(Given data)

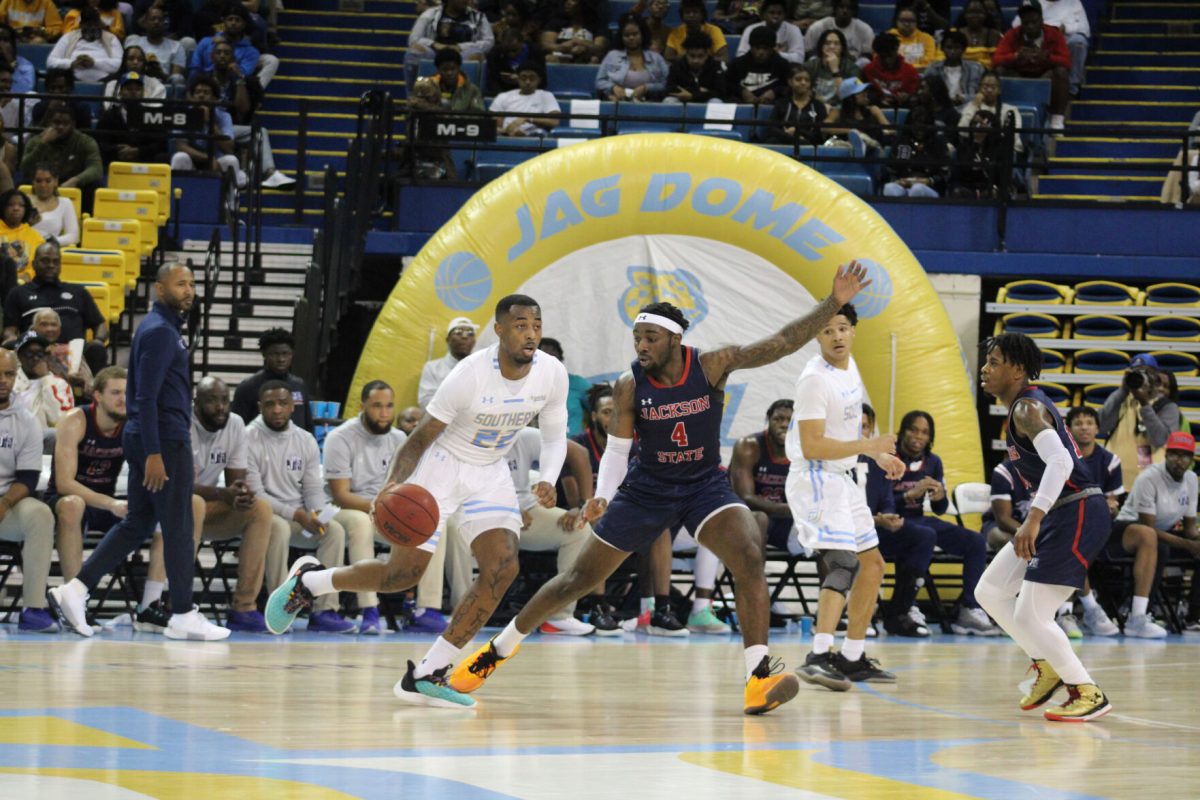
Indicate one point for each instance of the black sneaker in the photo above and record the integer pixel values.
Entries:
(822, 671)
(863, 671)
(153, 619)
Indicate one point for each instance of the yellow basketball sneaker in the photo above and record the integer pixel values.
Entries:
(767, 689)
(1085, 702)
(1045, 684)
(471, 674)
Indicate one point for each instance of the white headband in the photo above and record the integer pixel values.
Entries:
(661, 322)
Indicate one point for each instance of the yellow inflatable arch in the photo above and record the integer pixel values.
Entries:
(743, 239)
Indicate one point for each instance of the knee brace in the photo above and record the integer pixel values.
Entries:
(840, 567)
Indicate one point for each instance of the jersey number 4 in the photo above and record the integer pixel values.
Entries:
(679, 434)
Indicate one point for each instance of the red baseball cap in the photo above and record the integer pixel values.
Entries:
(1181, 440)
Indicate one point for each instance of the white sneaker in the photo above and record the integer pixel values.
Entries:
(1096, 621)
(1144, 627)
(973, 621)
(70, 605)
(567, 626)
(195, 627)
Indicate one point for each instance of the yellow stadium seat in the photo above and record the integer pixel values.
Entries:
(106, 266)
(1041, 292)
(117, 234)
(136, 178)
(71, 193)
(1108, 293)
(141, 205)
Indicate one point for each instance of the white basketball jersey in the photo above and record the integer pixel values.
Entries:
(484, 411)
(826, 392)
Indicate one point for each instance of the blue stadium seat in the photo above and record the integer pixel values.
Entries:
(571, 80)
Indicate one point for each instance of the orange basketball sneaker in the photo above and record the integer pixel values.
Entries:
(471, 673)
(767, 689)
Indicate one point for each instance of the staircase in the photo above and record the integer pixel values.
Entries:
(1145, 74)
(330, 58)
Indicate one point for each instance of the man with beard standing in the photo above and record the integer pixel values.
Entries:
(157, 445)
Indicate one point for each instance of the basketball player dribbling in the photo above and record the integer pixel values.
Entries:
(1067, 525)
(457, 453)
(672, 398)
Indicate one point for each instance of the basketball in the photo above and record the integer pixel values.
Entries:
(406, 515)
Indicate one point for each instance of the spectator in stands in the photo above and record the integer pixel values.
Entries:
(961, 78)
(283, 467)
(135, 60)
(90, 52)
(241, 96)
(1161, 505)
(931, 14)
(36, 22)
(694, 14)
(88, 461)
(576, 386)
(805, 12)
(829, 65)
(981, 31)
(761, 74)
(277, 347)
(61, 82)
(1138, 417)
(857, 34)
(214, 150)
(923, 480)
(57, 217)
(857, 116)
(459, 94)
(989, 100)
(109, 17)
(165, 58)
(697, 77)
(18, 238)
(631, 71)
(574, 35)
(454, 25)
(534, 110)
(23, 517)
(460, 342)
(48, 325)
(24, 76)
(893, 80)
(918, 142)
(229, 507)
(1035, 49)
(1071, 18)
(250, 60)
(77, 310)
(917, 47)
(798, 116)
(789, 38)
(358, 455)
(121, 131)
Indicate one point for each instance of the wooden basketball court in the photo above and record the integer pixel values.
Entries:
(311, 717)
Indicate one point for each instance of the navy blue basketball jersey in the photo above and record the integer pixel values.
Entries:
(771, 471)
(678, 427)
(1026, 461)
(100, 457)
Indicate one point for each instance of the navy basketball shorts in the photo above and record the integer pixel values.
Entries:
(1069, 540)
(645, 506)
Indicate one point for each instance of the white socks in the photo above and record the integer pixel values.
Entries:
(442, 654)
(754, 655)
(151, 593)
(508, 639)
(319, 582)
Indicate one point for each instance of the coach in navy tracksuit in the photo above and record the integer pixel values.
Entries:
(159, 450)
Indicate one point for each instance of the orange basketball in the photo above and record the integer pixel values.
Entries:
(406, 515)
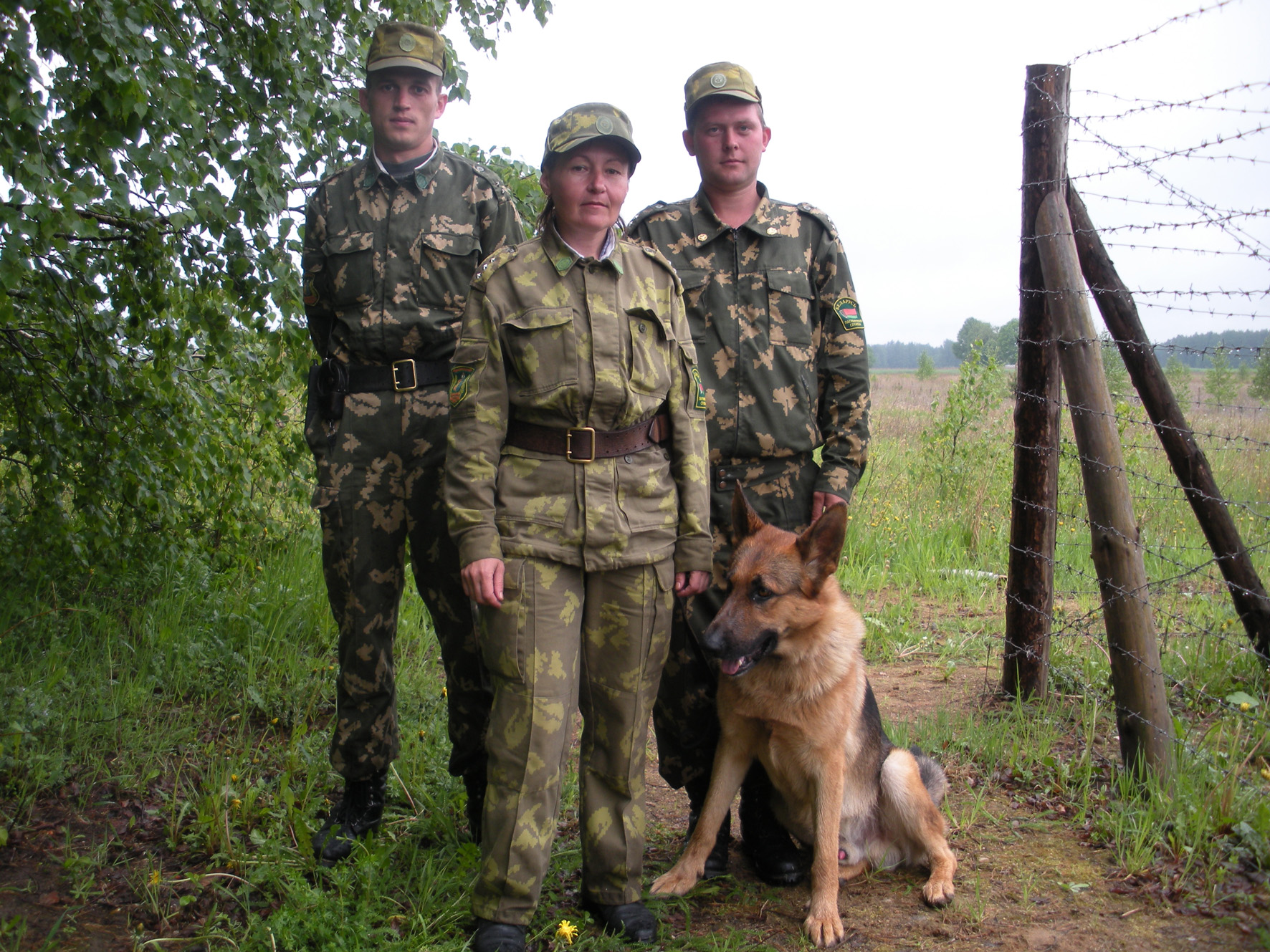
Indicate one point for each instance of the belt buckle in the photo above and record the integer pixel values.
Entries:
(396, 380)
(568, 445)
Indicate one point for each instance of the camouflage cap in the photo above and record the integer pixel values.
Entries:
(715, 79)
(406, 44)
(586, 122)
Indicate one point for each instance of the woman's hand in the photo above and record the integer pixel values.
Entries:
(691, 583)
(483, 582)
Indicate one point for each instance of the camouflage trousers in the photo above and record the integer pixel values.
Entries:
(567, 639)
(378, 485)
(684, 718)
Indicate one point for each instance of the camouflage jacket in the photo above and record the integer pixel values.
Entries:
(386, 264)
(778, 330)
(560, 340)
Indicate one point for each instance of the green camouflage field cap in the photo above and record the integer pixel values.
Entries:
(406, 44)
(587, 122)
(717, 79)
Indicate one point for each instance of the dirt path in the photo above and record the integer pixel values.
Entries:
(1026, 880)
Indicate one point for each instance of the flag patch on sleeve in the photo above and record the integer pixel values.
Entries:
(849, 312)
(460, 384)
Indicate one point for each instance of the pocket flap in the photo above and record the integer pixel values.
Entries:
(641, 315)
(538, 317)
(789, 282)
(348, 244)
(450, 243)
(324, 496)
(692, 277)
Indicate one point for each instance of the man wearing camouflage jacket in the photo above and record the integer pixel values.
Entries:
(781, 350)
(391, 244)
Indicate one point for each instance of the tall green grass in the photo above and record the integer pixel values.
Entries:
(207, 696)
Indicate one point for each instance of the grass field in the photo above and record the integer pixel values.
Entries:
(163, 749)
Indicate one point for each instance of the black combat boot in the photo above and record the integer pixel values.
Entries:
(358, 812)
(474, 781)
(768, 847)
(498, 937)
(717, 863)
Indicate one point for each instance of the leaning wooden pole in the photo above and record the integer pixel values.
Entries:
(1142, 705)
(1033, 516)
(1188, 460)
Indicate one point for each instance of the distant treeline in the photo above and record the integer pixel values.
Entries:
(897, 355)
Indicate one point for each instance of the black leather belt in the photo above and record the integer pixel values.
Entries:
(401, 376)
(582, 445)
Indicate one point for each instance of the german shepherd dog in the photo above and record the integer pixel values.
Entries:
(793, 693)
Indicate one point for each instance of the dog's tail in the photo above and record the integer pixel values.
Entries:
(932, 776)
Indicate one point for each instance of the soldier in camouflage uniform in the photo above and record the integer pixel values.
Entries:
(781, 350)
(390, 249)
(577, 488)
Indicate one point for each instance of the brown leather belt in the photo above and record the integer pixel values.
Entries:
(582, 445)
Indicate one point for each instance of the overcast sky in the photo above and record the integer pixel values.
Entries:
(902, 121)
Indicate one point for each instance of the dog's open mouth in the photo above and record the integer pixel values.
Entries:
(740, 664)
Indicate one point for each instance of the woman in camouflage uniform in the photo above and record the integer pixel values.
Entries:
(576, 480)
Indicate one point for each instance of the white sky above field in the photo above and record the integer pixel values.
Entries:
(902, 121)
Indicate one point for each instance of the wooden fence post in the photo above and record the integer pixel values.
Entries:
(1033, 516)
(1188, 460)
(1142, 705)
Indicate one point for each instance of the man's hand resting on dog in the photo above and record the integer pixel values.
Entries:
(483, 582)
(823, 501)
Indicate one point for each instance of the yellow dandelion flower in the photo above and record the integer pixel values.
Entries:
(567, 931)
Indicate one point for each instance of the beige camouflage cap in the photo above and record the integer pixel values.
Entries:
(717, 79)
(582, 123)
(406, 44)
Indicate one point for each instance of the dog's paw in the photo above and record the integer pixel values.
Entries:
(937, 893)
(676, 883)
(824, 929)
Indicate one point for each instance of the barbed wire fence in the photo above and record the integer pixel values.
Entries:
(1143, 197)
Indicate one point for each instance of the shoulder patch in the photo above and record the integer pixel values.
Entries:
(849, 312)
(492, 264)
(460, 383)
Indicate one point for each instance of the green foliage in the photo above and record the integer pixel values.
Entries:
(154, 159)
(925, 366)
(1113, 367)
(947, 443)
(1260, 386)
(1008, 343)
(1220, 381)
(521, 178)
(1179, 380)
(975, 332)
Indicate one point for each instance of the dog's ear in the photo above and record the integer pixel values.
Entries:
(745, 519)
(821, 546)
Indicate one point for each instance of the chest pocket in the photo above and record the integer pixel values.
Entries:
(350, 268)
(695, 281)
(649, 350)
(446, 267)
(541, 350)
(791, 307)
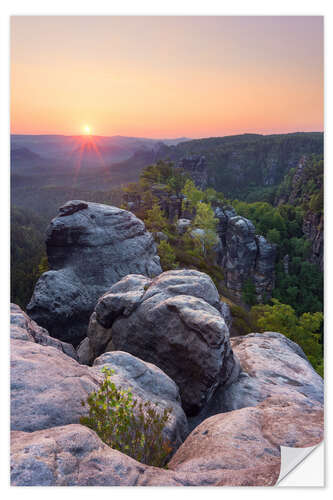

(What is expected) Which lines in the records above contain the word "uniform"? Find each one and copy it out in full.

(Answer to the exercise)
Indicate one point for each instance of the soldier in camouflage uniform in the photo above and record the integer pixel values.
Indicate one point for each instance of the woman in camouflage uniform in the photo above and record the integer pixel values.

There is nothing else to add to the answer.